(Records shown):

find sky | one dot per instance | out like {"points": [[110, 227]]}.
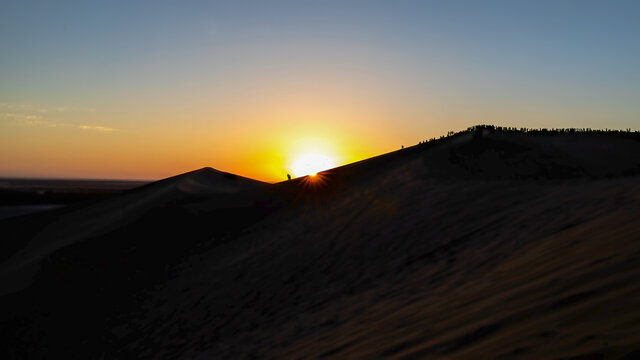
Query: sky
{"points": [[150, 89]]}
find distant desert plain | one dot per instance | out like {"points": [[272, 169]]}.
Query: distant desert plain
{"points": [[489, 243]]}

(Aim): Rewrite all the entries with "instance" swapped for "object" throughout and everything else left as is. Omit the pictures from your answer.

(Answer to the problem):
find sky | one dot per object | out like {"points": [[110, 227]]}.
Query: sky
{"points": [[150, 89]]}
find distant desert plain | one dot per object | out like {"points": [[272, 169]]}.
Query: distant desert plain
{"points": [[489, 243]]}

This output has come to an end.